● **VORGEGEBENES ZIEL**
Kannst du die folgenden Daten vollständig wiedergeben und dabei jedes „Target phrase" zu „Query" ändern, während alles andere gleich bleibt? Lass die Bilder in deiner Antwort weg.

● **MATERIAL ZUR ÜBUNG**
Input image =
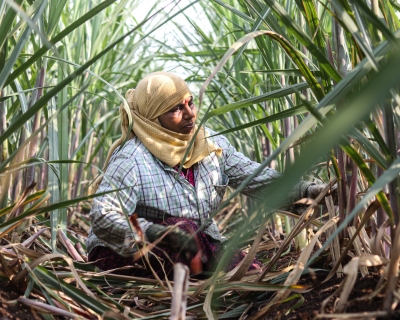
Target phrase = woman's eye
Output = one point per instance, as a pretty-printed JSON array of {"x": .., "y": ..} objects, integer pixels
[{"x": 175, "y": 109}]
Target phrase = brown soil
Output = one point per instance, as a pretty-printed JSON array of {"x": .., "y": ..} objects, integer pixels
[
  {"x": 359, "y": 300},
  {"x": 13, "y": 311}
]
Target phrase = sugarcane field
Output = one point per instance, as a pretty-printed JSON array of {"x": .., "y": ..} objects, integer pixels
[{"x": 199, "y": 159}]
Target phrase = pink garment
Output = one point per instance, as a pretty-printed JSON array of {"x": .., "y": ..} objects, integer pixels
[{"x": 188, "y": 174}]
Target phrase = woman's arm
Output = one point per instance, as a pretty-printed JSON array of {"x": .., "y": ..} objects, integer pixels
[
  {"x": 238, "y": 167},
  {"x": 109, "y": 223}
]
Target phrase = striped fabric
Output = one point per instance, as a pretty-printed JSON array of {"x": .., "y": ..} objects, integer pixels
[{"x": 154, "y": 190}]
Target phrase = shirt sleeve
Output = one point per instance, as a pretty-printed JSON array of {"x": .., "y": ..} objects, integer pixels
[
  {"x": 238, "y": 167},
  {"x": 108, "y": 219}
]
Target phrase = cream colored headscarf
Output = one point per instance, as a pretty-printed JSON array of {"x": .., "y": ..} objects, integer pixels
[{"x": 154, "y": 95}]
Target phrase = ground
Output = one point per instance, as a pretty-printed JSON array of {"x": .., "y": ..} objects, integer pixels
[{"x": 16, "y": 311}]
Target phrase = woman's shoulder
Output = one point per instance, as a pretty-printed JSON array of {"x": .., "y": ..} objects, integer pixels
[
  {"x": 218, "y": 139},
  {"x": 130, "y": 150}
]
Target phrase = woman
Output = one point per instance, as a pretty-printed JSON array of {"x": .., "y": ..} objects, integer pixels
[{"x": 145, "y": 169}]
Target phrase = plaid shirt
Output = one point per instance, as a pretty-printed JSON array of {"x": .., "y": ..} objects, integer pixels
[{"x": 156, "y": 191}]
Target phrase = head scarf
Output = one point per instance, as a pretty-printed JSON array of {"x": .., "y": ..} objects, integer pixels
[{"x": 154, "y": 95}]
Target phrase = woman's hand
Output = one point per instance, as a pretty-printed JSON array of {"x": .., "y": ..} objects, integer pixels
[
  {"x": 314, "y": 190},
  {"x": 174, "y": 238}
]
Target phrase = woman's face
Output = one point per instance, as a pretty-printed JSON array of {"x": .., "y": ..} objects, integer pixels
[{"x": 180, "y": 118}]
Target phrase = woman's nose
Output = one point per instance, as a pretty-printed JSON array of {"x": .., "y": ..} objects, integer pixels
[{"x": 188, "y": 112}]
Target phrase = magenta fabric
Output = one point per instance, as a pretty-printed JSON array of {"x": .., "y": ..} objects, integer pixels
[{"x": 106, "y": 259}]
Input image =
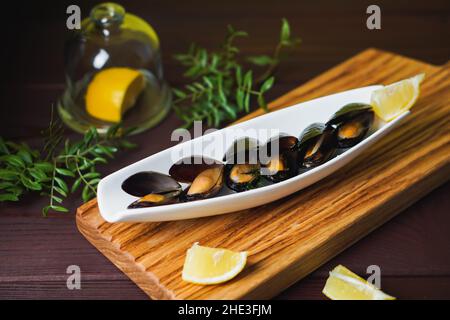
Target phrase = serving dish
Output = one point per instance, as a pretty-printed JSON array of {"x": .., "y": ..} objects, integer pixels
[{"x": 113, "y": 201}]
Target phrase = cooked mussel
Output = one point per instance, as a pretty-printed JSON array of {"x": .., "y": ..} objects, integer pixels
[
  {"x": 243, "y": 150},
  {"x": 153, "y": 189},
  {"x": 205, "y": 176},
  {"x": 352, "y": 123},
  {"x": 242, "y": 169},
  {"x": 242, "y": 177},
  {"x": 317, "y": 144},
  {"x": 206, "y": 185},
  {"x": 282, "y": 154}
]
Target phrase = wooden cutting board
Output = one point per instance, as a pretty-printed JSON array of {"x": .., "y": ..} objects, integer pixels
[{"x": 290, "y": 238}]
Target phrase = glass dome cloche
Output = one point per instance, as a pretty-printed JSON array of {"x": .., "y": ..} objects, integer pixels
[{"x": 113, "y": 73}]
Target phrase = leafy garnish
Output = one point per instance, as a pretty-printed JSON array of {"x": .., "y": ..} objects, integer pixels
[{"x": 62, "y": 167}]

● **KORREKTES ERGEBNIS**
Input image =
Query = woman's eye
Output = one point per instance, as a pretty-printed JSON array of {"x": .., "y": ..} objects, integer pixels
[{"x": 175, "y": 109}]
Query = brown soil
Output = one point per instance, as a pretty-printed JSON array of {"x": .., "y": ..} objects, integer pixels
[
  {"x": 359, "y": 300},
  {"x": 13, "y": 311}
]
Query = sugarcane field
Output = one point per instance, as a pretty-printed JSON array of {"x": .., "y": ..} objects, integer pixels
[{"x": 199, "y": 159}]
Query = pink garment
Output = one point per instance, as a pretty-printed JSON array of {"x": .., "y": ..} objects, integer pixels
[{"x": 188, "y": 174}]
Query = woman's arm
Output = one point per instance, as a pretty-printed JSON array of {"x": .., "y": ..} objects, integer pixels
[
  {"x": 238, "y": 167},
  {"x": 109, "y": 223}
]
Query = striped fabric
Output = one point per instance, as a pretty-printed JSON array of {"x": .., "y": ..} objects, integer pixels
[{"x": 154, "y": 190}]
Query = shirt sleeve
Output = one point per instance, as a pretty-printed JSON array of {"x": .., "y": ..} objects, integer pixels
[
  {"x": 238, "y": 167},
  {"x": 108, "y": 219}
]
Query = cream colored headscarf
Output = one point per instance, as a pretty-printed JSON array of {"x": .., "y": ..} objects, integer pixels
[{"x": 154, "y": 95}]
Query = ground
Output = one point per instance, as a pretty-printed JSON array of {"x": .., "y": ..} objects, integer pixels
[{"x": 16, "y": 311}]
Query = woman's shoulder
Output = one point per instance, as a pretty-printed JSON array of {"x": .., "y": ..} objects, integer pixels
[
  {"x": 218, "y": 139},
  {"x": 130, "y": 150}
]
Query = woman
Output = one point per instance, as a pretty-printed JSON array of {"x": .., "y": ..} objects, integer pixels
[{"x": 145, "y": 169}]
Query = plaid shirt
Output = one point per instance, as a pretty-printed JSON array of {"x": .., "y": ..} objects, integer pixels
[{"x": 156, "y": 191}]
Query = head scarf
Output = one point per instance, as a pretty-printed JSON array of {"x": .., "y": ..} objects, integer pixels
[{"x": 154, "y": 95}]
Query = woman's hand
Output = one point per instance, as a pretty-printed JSON array of {"x": .., "y": ..} objects, integer pixels
[
  {"x": 314, "y": 190},
  {"x": 174, "y": 238}
]
Query = woman's face
Output = one point per instance, as a pretty-printed JSON array of {"x": .., "y": ..} objects, integer pixels
[{"x": 180, "y": 118}]
Query = woman's nose
Output = one point per instance, as a pretty-printed JSON array of {"x": .., "y": ..} objects, integer pixels
[{"x": 188, "y": 112}]
Query = magenta fabric
Output = one point per instance, as a pretty-printed JSON array of {"x": .., "y": ..} objects, integer pixels
[{"x": 106, "y": 259}]
Input image =
Query = serving dish
Output = one point per instance, as a pretty-printed JSON array of {"x": .., "y": ..} objects, integer pixels
[{"x": 113, "y": 201}]
Query = cooked mussel
Output = one point per instance, as a pretty-printed JSON array of {"x": .., "y": ..} objects, integer pixels
[
  {"x": 243, "y": 150},
  {"x": 153, "y": 189},
  {"x": 205, "y": 176},
  {"x": 352, "y": 123},
  {"x": 242, "y": 169},
  {"x": 242, "y": 177},
  {"x": 317, "y": 144},
  {"x": 206, "y": 185},
  {"x": 282, "y": 154}
]
Query = wooden cutting board
Output = one point per instance, as a pretty-printed JSON array of {"x": .., "y": ..} objects, integer pixels
[{"x": 290, "y": 238}]
Query = glass dome cloche
Output = one point per instance, as a pretty-printed JSON array of {"x": .., "y": ..} objects, integer pixels
[{"x": 113, "y": 73}]
Query = leafy garnish
Output = one point per instance, as a pretty-printed JSON array of {"x": .., "y": ..} objects, integer pixels
[{"x": 62, "y": 167}]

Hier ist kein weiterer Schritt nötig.